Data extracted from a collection
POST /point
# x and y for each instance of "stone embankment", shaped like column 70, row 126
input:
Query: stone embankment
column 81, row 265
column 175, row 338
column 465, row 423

Activity
Retype the entries one by one, exactly.

Solved exercise
POST /point
# x and y for each instance of "stone embankment", shaped like column 70, row 126
input:
Query: stone embankment
column 81, row 265
column 175, row 338
column 465, row 423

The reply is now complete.